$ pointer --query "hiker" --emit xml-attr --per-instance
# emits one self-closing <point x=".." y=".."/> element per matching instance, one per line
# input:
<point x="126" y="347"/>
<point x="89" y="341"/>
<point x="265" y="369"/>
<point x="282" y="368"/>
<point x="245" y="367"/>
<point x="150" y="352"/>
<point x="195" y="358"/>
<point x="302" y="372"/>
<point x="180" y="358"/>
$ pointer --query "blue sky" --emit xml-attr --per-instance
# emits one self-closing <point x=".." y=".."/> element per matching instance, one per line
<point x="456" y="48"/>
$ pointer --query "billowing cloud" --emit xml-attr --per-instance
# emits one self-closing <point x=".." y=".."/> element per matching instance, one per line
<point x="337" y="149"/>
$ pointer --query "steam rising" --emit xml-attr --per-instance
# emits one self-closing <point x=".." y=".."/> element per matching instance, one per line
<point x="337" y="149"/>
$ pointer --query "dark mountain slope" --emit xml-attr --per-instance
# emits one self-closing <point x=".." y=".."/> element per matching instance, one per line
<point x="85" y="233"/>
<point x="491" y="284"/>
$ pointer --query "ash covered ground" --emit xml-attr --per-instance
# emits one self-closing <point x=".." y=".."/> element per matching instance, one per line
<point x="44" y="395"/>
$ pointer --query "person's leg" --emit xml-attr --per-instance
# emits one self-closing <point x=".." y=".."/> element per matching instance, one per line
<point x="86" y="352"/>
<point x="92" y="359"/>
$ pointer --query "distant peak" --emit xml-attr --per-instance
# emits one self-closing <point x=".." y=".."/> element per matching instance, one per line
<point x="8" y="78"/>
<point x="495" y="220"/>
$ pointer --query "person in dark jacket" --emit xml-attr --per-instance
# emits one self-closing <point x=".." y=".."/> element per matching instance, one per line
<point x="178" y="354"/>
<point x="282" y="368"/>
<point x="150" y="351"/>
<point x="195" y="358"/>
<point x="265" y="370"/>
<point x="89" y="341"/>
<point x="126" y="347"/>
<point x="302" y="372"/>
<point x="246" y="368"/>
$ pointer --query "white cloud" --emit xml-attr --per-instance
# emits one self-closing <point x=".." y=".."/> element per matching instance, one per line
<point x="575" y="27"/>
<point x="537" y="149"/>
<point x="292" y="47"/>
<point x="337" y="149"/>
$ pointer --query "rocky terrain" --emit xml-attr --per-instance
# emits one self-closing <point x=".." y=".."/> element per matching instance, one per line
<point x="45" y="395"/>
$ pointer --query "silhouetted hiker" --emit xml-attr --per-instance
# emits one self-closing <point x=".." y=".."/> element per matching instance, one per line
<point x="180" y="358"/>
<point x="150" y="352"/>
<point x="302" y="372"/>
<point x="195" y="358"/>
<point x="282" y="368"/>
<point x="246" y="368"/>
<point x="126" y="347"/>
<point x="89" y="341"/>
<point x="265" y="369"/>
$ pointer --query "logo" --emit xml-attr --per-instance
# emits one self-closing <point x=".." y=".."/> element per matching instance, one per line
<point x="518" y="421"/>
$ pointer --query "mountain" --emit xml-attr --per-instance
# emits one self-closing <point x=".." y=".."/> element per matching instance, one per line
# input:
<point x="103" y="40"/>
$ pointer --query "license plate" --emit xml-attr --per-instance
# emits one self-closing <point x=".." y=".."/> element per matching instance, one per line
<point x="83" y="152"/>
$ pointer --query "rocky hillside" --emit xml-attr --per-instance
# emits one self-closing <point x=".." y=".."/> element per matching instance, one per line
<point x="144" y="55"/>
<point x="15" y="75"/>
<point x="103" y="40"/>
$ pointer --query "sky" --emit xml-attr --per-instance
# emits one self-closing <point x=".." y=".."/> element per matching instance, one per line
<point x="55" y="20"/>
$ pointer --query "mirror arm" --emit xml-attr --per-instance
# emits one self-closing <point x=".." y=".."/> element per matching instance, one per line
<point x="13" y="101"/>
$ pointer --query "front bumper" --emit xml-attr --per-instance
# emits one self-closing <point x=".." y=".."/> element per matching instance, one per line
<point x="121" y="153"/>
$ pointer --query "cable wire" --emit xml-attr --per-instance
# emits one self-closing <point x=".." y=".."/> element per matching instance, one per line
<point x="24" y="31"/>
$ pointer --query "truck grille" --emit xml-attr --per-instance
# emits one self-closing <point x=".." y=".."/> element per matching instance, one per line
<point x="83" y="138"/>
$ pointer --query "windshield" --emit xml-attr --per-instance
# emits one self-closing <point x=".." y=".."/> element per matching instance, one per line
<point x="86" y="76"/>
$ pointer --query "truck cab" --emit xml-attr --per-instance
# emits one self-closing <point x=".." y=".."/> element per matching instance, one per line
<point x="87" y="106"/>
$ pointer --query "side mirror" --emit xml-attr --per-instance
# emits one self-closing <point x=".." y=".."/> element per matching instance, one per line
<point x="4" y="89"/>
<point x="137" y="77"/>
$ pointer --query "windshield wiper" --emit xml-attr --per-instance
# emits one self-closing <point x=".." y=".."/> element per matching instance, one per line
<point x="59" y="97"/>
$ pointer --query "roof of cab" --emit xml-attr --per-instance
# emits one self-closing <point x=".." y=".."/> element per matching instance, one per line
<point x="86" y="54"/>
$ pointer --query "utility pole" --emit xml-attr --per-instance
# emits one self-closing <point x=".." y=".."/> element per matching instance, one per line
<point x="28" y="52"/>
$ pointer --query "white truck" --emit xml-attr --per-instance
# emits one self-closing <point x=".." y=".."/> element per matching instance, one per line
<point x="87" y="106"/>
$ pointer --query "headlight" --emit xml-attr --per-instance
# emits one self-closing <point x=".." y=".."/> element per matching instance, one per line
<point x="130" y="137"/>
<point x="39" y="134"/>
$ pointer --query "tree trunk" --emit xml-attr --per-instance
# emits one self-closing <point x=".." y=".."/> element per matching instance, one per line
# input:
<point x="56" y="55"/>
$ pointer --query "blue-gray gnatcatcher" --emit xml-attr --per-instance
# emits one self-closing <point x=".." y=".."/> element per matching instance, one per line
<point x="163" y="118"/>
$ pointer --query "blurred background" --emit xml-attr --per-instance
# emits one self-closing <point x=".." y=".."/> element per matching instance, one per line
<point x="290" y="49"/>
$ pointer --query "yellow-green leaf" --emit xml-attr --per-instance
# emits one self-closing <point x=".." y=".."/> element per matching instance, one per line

+===+

■ **TASK DIRECTIONS**
Copy out the full set of records precisely, leaving nothing out.

■ **RESPONSE FOR THIS EXERCISE**
$ pointer --query "hiker" --emit xml-attr --per-instance
# emits one self-closing <point x=".." y=".."/> element per matching instance, one per line
# input:
<point x="126" y="347"/>
<point x="89" y="341"/>
<point x="265" y="369"/>
<point x="282" y="368"/>
<point x="245" y="367"/>
<point x="150" y="352"/>
<point x="195" y="358"/>
<point x="302" y="372"/>
<point x="180" y="358"/>
$ pointer --query "blue sky" --emit xml-attr --per-instance
# emits one self-closing <point x=".." y=".."/> element per matching instance, one per line
<point x="456" y="48"/>
$ pointer --query "billowing cloud" --emit xml-attr --per-instance
# emits one self-closing <point x=".." y=".."/> element per matching instance, one per line
<point x="337" y="149"/>
$ pointer --query "steam rising" --emit xml-attr --per-instance
# emits one self-closing <point x=".." y=".."/> element per matching instance, one per line
<point x="337" y="149"/>
$ pointer --query "dark mountain slope" --emit xml-attr --per-instance
# emits one self-closing <point x=".." y=".."/> element per matching instance, one per line
<point x="85" y="233"/>
<point x="491" y="284"/>
$ pointer --query "ash covered ground" --emit xml-attr --per-instance
# emits one self-closing <point x=".." y=".."/> element per matching instance, one per line
<point x="44" y="395"/>
$ pointer --query "person's leg" --emit xml-attr --per-instance
# emits one self-closing <point x=".." y=".."/> element per matching instance, one per line
<point x="86" y="352"/>
<point x="92" y="359"/>
$ pointer --query "distant peak" --emit xml-attr --per-instance
# emits one self-closing <point x=".." y=".."/> element per matching instance, one per line
<point x="8" y="78"/>
<point x="495" y="220"/>
$ pointer --query "person in dark jacket" --emit xml-attr --per-instance
# emits one self-closing <point x=".." y=".."/> element per matching instance, one per line
<point x="178" y="354"/>
<point x="282" y="368"/>
<point x="150" y="351"/>
<point x="195" y="358"/>
<point x="265" y="370"/>
<point x="89" y="341"/>
<point x="126" y="347"/>
<point x="302" y="372"/>
<point x="246" y="368"/>
$ pointer --query "white cloud" --emit xml-attr --per-instance
# emits one self-closing <point x=".." y=".."/> element per matching instance, one per line
<point x="575" y="27"/>
<point x="537" y="149"/>
<point x="292" y="47"/>
<point x="337" y="149"/>
$ pointer --query "rocky terrain" --emit xml-attr --per-instance
# emits one self-closing <point x=".." y=".."/> element per matching instance, one per line
<point x="45" y="395"/>
$ pointer --query "silhouetted hiker" --emit xml-attr --per-instance
# emits one self-closing <point x=".." y=".."/> element per matching instance, one per line
<point x="180" y="358"/>
<point x="150" y="352"/>
<point x="302" y="372"/>
<point x="195" y="358"/>
<point x="282" y="368"/>
<point x="246" y="368"/>
<point x="126" y="347"/>
<point x="89" y="341"/>
<point x="265" y="369"/>
$ pointer --query "logo" --emit xml-attr --per-instance
# emits one self-closing <point x=".." y=".."/> element per matching instance, one per line
<point x="518" y="421"/>
$ pointer --query "mountain" --emit xml-attr --per-instance
# emits one self-closing <point x=".." y=".."/> element per matching instance, one per line
# input:
<point x="103" y="40"/>
$ pointer --query "license plate" --emit xml-attr --per-instance
# emits one self-closing <point x=".." y=".."/> element per matching instance, one per line
<point x="83" y="152"/>
$ pointer --query "rocky hillside" --emit xml-attr --per-instance
# emits one self-closing <point x=".." y=".."/> element per matching instance, one per line
<point x="144" y="55"/>
<point x="15" y="75"/>
<point x="103" y="40"/>
$ pointer --query "sky" --emit xml-attr --per-instance
# emits one self-closing <point x=".." y=".."/> element per matching instance, one per line
<point x="55" y="20"/>
$ pointer --query "mirror arm" --emit xml-attr --per-instance
# emits one self-closing <point x=".." y=".."/> element per matching instance, one per line
<point x="13" y="101"/>
$ pointer --query "front bumper" --emit xml-attr --per-instance
# emits one self-closing <point x=".." y=".."/> element per matching instance, one per line
<point x="121" y="153"/>
$ pointer --query "cable wire" --emit xml-attr --per-instance
# emits one self-closing <point x=".." y=".."/> element per matching instance, one per line
<point x="24" y="31"/>
$ pointer --query "truck grille" --emit xml-attr --per-instance
# emits one self-closing <point x=".." y=".."/> element per matching instance, one per line
<point x="83" y="138"/>
$ pointer --query "windshield" --emit xml-attr --per-instance
# emits one self-closing <point x=".." y=".."/> element per matching instance, one per line
<point x="86" y="76"/>
$ pointer --query "truck cab" --emit xml-attr --per-instance
# emits one self-closing <point x=".." y=".."/> element per matching instance, one per line
<point x="87" y="106"/>
$ pointer --query "side mirror" --emit xml-attr --per-instance
# emits one self-closing <point x=".." y=".."/> element per matching instance, one per line
<point x="4" y="89"/>
<point x="137" y="77"/>
$ pointer --query "windshield wiper" --emit xml-attr --per-instance
# emits one self-closing <point x=".." y=".."/> element per matching instance, one per line
<point x="59" y="97"/>
$ pointer --query "roof of cab" --emit xml-attr --per-instance
# emits one self-closing <point x=".." y=".."/> element per matching instance, one per line
<point x="86" y="54"/>
$ pointer --query "utility pole" --emit xml-attr --per-instance
# emits one self-closing <point x=".." y=".."/> element per matching instance, one per line
<point x="28" y="52"/>
$ pointer --query "white truck" --emit xml-attr --per-instance
# emits one self-closing <point x=".." y=".."/> element per matching instance, one per line
<point x="87" y="106"/>
$ pointer --query "headlight" --emit xml-attr --per-instance
# emits one self-closing <point x=".." y=".."/> element per matching instance, one per line
<point x="130" y="137"/>
<point x="39" y="134"/>
$ pointer --query "tree trunk" --emit xml-attr --per-instance
# emits one self-closing <point x=".." y=".."/> element per matching instance, one per line
# input:
<point x="56" y="55"/>
$ pointer --query "blue-gray gnatcatcher" --emit xml-attr --per-instance
# emits one self-closing <point x=".." y=".."/> element per matching instance, one per line
<point x="163" y="118"/>
$ pointer --query "blurred background" --emit xml-attr --per-instance
# emits one self-closing <point x=".." y=".."/> element per matching instance, one per line
<point x="290" y="49"/>
$ pointer --query "yellow-green leaf" --emit xml-attr --per-instance
# emits one self-closing <point x=".." y=".."/> element per matching instance, one per line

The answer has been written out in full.